-- begin INPUT MATERIAL --
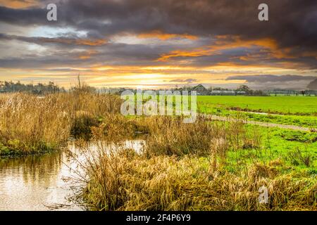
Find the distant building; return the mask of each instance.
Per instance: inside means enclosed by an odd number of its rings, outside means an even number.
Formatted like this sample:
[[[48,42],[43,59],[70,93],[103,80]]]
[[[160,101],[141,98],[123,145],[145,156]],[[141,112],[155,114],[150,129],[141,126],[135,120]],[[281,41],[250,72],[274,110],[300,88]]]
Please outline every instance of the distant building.
[[[197,96],[206,96],[209,94],[207,89],[202,84],[194,86],[190,91],[196,91],[197,92]]]

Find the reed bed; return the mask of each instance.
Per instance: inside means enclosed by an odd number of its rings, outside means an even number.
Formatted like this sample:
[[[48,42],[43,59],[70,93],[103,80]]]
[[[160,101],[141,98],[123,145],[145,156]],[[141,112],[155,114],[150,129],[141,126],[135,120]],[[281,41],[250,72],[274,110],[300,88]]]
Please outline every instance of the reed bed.
[[[77,196],[90,210],[317,210],[317,184],[306,174],[282,174],[263,165],[233,174],[193,156],[100,153]],[[268,204],[258,200],[262,186]]]
[[[109,142],[98,140],[108,134],[96,127],[92,135],[98,150],[86,150],[89,156],[77,199],[90,210],[317,210],[317,183],[308,172],[285,173],[283,162],[261,160],[228,169],[228,152],[261,150],[258,134],[247,134],[245,124],[204,117],[182,124],[181,119],[131,119],[148,131],[139,153],[120,144],[107,149]],[[108,134],[116,130],[113,125]],[[259,201],[263,186],[268,190],[267,204]]]
[[[118,96],[80,91],[37,96],[27,94],[0,98],[0,155],[44,153],[58,149],[71,134],[89,131],[82,117],[101,120],[118,113]],[[95,124],[94,125],[97,125]],[[87,131],[88,129],[88,131]]]

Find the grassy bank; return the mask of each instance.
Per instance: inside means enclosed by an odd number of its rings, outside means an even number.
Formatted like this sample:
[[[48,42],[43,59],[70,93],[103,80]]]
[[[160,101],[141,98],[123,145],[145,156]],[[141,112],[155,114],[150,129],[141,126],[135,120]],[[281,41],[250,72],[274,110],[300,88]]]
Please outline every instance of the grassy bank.
[[[87,150],[87,176],[77,198],[91,210],[317,210],[313,134],[297,134],[311,141],[306,151],[279,130],[239,122],[135,120],[149,131],[143,153],[106,152],[106,142],[97,152]],[[107,138],[102,134],[94,131],[96,141]],[[262,186],[267,204],[259,202]]]
[[[118,113],[118,96],[73,91],[39,97],[0,96],[0,155],[42,153],[61,148],[70,136],[89,136],[90,127]]]

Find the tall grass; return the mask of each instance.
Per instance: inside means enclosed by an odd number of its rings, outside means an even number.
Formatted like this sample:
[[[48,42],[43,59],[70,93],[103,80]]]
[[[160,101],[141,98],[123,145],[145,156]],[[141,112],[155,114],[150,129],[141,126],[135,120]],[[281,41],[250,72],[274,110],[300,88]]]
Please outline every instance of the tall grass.
[[[80,199],[91,210],[316,210],[317,184],[307,174],[280,174],[251,165],[232,174],[197,157],[100,155],[89,162]],[[261,204],[259,187],[268,188]]]
[[[261,150],[258,134],[248,135],[243,123],[199,118],[186,124],[166,117],[134,122],[141,121],[149,131],[144,153],[107,149],[106,141],[97,152],[87,150],[85,184],[77,198],[89,210],[317,210],[317,183],[307,172],[283,173],[278,167],[287,167],[273,161],[227,169],[228,152]],[[96,141],[104,135],[100,127],[94,132]],[[259,201],[262,186],[268,204]]]
[[[39,97],[26,94],[0,98],[0,155],[21,155],[56,150],[72,131],[90,129],[82,117],[97,120],[118,112],[118,96],[74,91]],[[87,128],[88,127],[88,128]],[[87,132],[87,130],[85,130]]]

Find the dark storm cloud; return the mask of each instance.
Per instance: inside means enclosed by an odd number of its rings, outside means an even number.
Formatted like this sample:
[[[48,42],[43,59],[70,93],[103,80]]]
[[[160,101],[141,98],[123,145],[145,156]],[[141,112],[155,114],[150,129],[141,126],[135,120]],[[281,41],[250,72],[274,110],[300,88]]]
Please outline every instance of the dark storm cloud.
[[[170,82],[180,82],[180,83],[192,83],[192,82],[198,82],[198,79],[192,79],[192,78],[189,78],[189,79],[175,79],[170,80]]]
[[[266,83],[266,82],[288,82],[303,80],[313,80],[316,76],[300,76],[300,75],[259,75],[250,76],[230,76],[226,80],[246,80],[248,82]]]
[[[57,1],[58,23],[90,30],[95,35],[121,32],[165,32],[197,35],[273,37],[280,47],[317,49],[315,0],[266,1],[269,21],[258,20],[259,0]],[[0,7],[0,20],[11,23],[49,24],[41,8]],[[307,51],[309,49],[306,49]]]
[[[18,40],[21,41],[35,43],[40,45],[44,45],[45,44],[57,44],[66,46],[70,46],[73,47],[73,45],[77,46],[101,46],[106,44],[106,40],[105,39],[89,39],[82,38],[68,38],[68,37],[56,37],[56,38],[48,38],[48,37],[21,37],[17,35],[6,35],[0,33],[0,40]]]
[[[18,40],[49,47],[47,55],[42,56],[41,58],[35,53],[32,56],[29,53],[26,58],[2,58],[0,59],[0,68],[44,68],[53,65],[85,66],[89,63],[204,67],[231,63],[240,65],[268,66],[284,63],[282,65],[287,64],[285,68],[317,68],[316,0],[265,1],[269,7],[269,21],[263,22],[258,20],[258,6],[263,2],[262,0],[39,1],[42,3],[39,6],[23,9],[0,6],[0,22],[25,27],[37,25],[50,26],[52,28],[71,27],[72,31],[84,31],[87,34],[87,37],[77,37],[75,34],[71,34],[70,31],[49,38],[23,37],[5,34],[6,30],[0,30],[2,33],[0,34],[1,41]],[[58,6],[57,22],[49,22],[46,20],[47,11],[44,3],[50,1]],[[46,27],[43,27],[43,30]],[[142,34],[156,30],[164,34],[188,34],[197,36],[199,39],[187,45],[172,41],[167,43],[165,41],[154,44],[108,41],[116,34]],[[215,45],[214,41],[218,40],[216,37],[217,35],[227,37],[225,40],[229,40],[229,44],[230,39],[234,41],[232,36],[239,37],[242,42],[261,39],[273,39],[276,41],[277,46],[276,48],[271,46],[271,49],[268,49],[270,47],[265,46],[249,46],[237,49],[237,46],[228,45],[228,49],[198,57],[185,54],[171,58],[166,62],[157,60],[162,55],[173,51],[190,51],[192,49]],[[162,42],[166,44],[162,44]],[[239,47],[239,44],[237,46]],[[80,48],[81,52],[66,52],[76,50],[75,48]],[[93,54],[87,52],[86,57],[82,56],[85,51],[92,49],[95,51]],[[278,54],[273,54],[272,51],[280,53],[277,56]],[[242,58],[242,56],[244,58]],[[194,73],[195,71],[189,72]],[[259,78],[262,81],[266,79],[281,79],[265,77],[263,75],[259,77],[262,77]],[[250,77],[245,78],[252,79]],[[255,79],[254,82],[257,82]]]

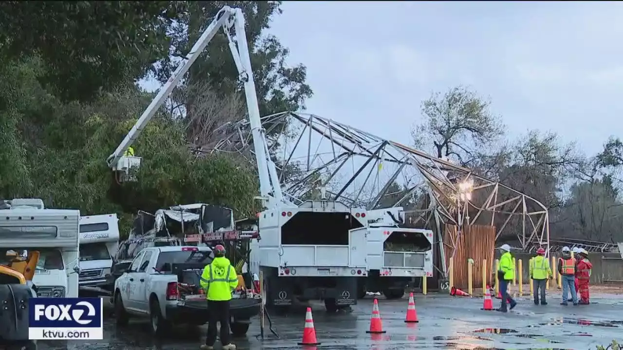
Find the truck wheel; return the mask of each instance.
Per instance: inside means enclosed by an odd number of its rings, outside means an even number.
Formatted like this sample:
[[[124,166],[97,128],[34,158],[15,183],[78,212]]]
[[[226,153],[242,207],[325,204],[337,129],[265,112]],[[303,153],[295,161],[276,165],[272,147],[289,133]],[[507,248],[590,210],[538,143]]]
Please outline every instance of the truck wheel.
-- end INPUT MATERIAL --
THE PROBLEM
Rewrite all of the items above with "outline" replaced by "trace" and nothing else changed, and leave the pictures out.

OUTPUT BELOW
Find the distant building; return the mask of each instance.
Per instance: inside means enclosed by an odd number of its rings, outside means an even number.
Formatted like this sample:
[[[48,42],[43,59],[70,93],[103,80]]]
[[[160,101],[141,98],[123,145],[145,156]],[[141,112],[155,114],[150,129],[141,126],[135,120]],[[281,41],[250,72],[274,110],[300,88]]]
Please trace every instance of the distant building.
[[[197,96],[206,96],[209,94],[207,89],[202,84],[194,86],[190,91],[196,91],[197,92]]]

Find the reed bed; return the mask of each instance.
Per instance: inside means enclosed by an odd number of its rings, outside means an even number.
Formatted like this sample:
[[[48,42],[43,59],[70,93],[103,80]]]
[[[160,101],[141,98],[123,145],[145,156]],[[141,112],[155,114],[150,129],[141,126],[135,120]],[[281,41],[250,72],[274,110],[300,88]]]
Please trace every instance of the reed bed.
[[[77,196],[90,210],[317,210],[317,184],[306,174],[282,174],[263,165],[233,174],[193,156],[100,153]],[[268,204],[258,200],[262,186]]]
[[[109,142],[98,140],[108,134],[96,127],[92,135],[98,150],[86,150],[89,156],[77,199],[90,210],[317,210],[317,183],[308,172],[285,173],[283,162],[261,160],[228,169],[228,152],[261,150],[258,134],[247,134],[245,124],[204,117],[182,124],[181,119],[131,119],[148,131],[139,153],[120,144],[107,149]],[[108,134],[116,130],[113,125]],[[259,201],[263,186],[268,190],[267,204]]]
[[[118,96],[80,91],[37,96],[27,94],[0,98],[0,155],[44,153],[58,149],[71,134],[89,131],[82,117],[101,120],[118,113]],[[95,124],[94,125],[97,125]],[[87,131],[88,129],[88,131]]]

Find the grassy bank; return the mask of each instance.
Per instance: inside means enclosed by an odd number of its rings, outside means an even number.
Formatted like this sample:
[[[48,42],[43,59],[70,93],[103,80]]]
[[[160,101],[141,98],[123,145],[145,156]],[[141,112],[155,114],[150,129],[141,126],[135,120]],[[281,41],[250,72],[274,110],[300,88]]]
Please trace every instance of the grassy bank.
[[[87,150],[87,176],[77,198],[91,210],[317,210],[313,134],[297,134],[311,141],[306,151],[279,130],[239,122],[135,120],[149,131],[143,153],[106,152],[106,142],[97,152]],[[107,138],[102,134],[94,131],[96,141]],[[262,186],[267,204],[259,202]]]
[[[118,113],[118,96],[73,91],[39,97],[0,96],[0,155],[42,153],[61,148],[70,136],[89,136],[90,127]]]

Find the tall grass; return the mask of each instance.
Per instance: inside means enclosed by an odd number of its rings, outside means an even number.
Formatted like this sample:
[[[48,42],[43,59],[70,93],[103,80]]]
[[[160,101],[141,98],[123,145],[145,156]],[[141,112],[155,114],[150,129],[141,126],[135,120]],[[281,41],[250,72],[274,110],[300,88]]]
Please trace every instance of the tall grass.
[[[80,199],[91,210],[316,210],[317,184],[307,174],[280,174],[251,165],[232,174],[197,157],[100,155],[89,162]],[[261,204],[259,187],[268,188]]]
[[[261,150],[258,134],[248,135],[243,123],[199,118],[186,124],[166,117],[134,122],[141,121],[149,131],[144,153],[107,149],[106,141],[97,152],[87,150],[85,184],[77,198],[89,210],[317,210],[317,183],[307,172],[283,173],[278,167],[287,167],[273,161],[227,169],[228,152]],[[96,141],[104,135],[100,127],[94,132]],[[259,201],[262,186],[268,204]]]
[[[39,97],[26,94],[0,98],[0,155],[21,155],[56,150],[72,131],[90,129],[82,117],[97,120],[118,112],[118,96],[74,91]],[[87,128],[88,127],[88,128]],[[87,132],[87,130],[85,130]]]

Find the dark storm cloud; return the mask of each instance.
Per instance: inside means enclosed by an odd number of its rings, outside means an even number.
Formatted like this sample:
[[[48,42],[43,59],[70,93],[103,80]]]
[[[160,101],[141,98],[123,145],[145,156]],[[141,112],[155,114],[150,129],[141,126],[135,120]],[[281,41],[250,72],[274,110],[300,88]]]
Please trace every instance of the dark storm cloud.
[[[170,82],[180,82],[180,83],[192,83],[192,82],[198,82],[198,79],[192,79],[192,78],[189,78],[189,79],[175,79],[170,80]]]
[[[266,83],[266,82],[288,82],[303,80],[313,80],[316,76],[300,76],[300,75],[259,75],[250,76],[230,76],[226,80],[246,80],[248,82]]]
[[[57,1],[58,23],[90,30],[95,35],[121,32],[165,32],[197,35],[273,37],[280,47],[317,49],[315,0],[266,1],[269,21],[258,20],[259,0]],[[0,7],[0,20],[11,23],[49,24],[41,8]],[[307,51],[309,49],[306,49]]]
[[[18,40],[21,41],[35,43],[40,45],[44,45],[45,44],[57,44],[66,46],[70,46],[73,47],[73,45],[77,46],[101,46],[106,44],[106,40],[105,39],[89,39],[82,38],[68,38],[68,37],[56,37],[56,38],[48,38],[48,37],[21,37],[17,35],[6,35],[0,33],[0,40]]]
[[[18,40],[49,47],[47,55],[42,56],[41,58],[35,53],[32,56],[29,53],[26,58],[2,58],[0,59],[0,68],[44,68],[53,65],[85,66],[89,63],[204,67],[231,63],[240,65],[268,66],[284,63],[282,65],[287,64],[285,68],[317,68],[316,0],[265,1],[269,7],[269,21],[263,22],[258,20],[258,6],[263,2],[262,0],[39,1],[42,3],[39,6],[23,9],[0,6],[0,22],[25,27],[37,25],[50,26],[52,28],[71,27],[72,31],[84,31],[87,34],[87,37],[77,37],[75,34],[71,34],[70,31],[49,38],[23,37],[5,34],[6,30],[0,30],[2,33],[0,34],[1,41]],[[58,6],[57,22],[49,22],[46,20],[47,11],[44,3],[50,1]],[[46,27],[43,27],[43,30]],[[142,34],[156,30],[164,34],[188,34],[197,36],[199,39],[187,45],[172,41],[167,43],[165,41],[154,44],[108,41],[116,34]],[[215,45],[214,41],[218,40],[216,37],[217,35],[227,37],[225,40],[229,40],[229,44],[230,39],[234,41],[232,36],[239,37],[242,42],[261,39],[273,39],[276,41],[277,46],[276,48],[271,46],[271,49],[268,49],[270,47],[265,46],[249,46],[237,49],[237,46],[228,45],[228,49],[198,57],[185,54],[171,58],[166,62],[157,60],[162,55],[173,51],[190,51],[192,49]],[[162,42],[166,44],[162,44]],[[239,47],[239,44],[237,46]],[[80,48],[81,52],[66,52],[76,50],[75,48]],[[93,54],[87,52],[86,57],[82,56],[85,51],[92,49],[95,51]],[[278,54],[273,54],[272,51],[280,53],[277,56]],[[242,58],[242,56],[244,58]],[[194,73],[195,71],[189,72]],[[259,78],[262,81],[266,79],[281,79],[265,77],[263,75],[259,77],[262,77]],[[250,77],[245,78],[252,79]],[[255,79],[254,82],[257,82]]]

Find the truck wheel; return the mask of each instance.
Per instance: inside means enclosed by an odd number of its rings, outside means an even number.
Formatted like this sample:
[[[124,166],[97,128],[34,158],[15,183],[78,212]]]
[[[226,153],[242,207],[325,204],[337,129],[265,112]],[[303,153],[295,161],[276,165],[272,147],[289,133]],[[507,248],[590,210],[538,143]]]
Please trace every instance of the truck wheel.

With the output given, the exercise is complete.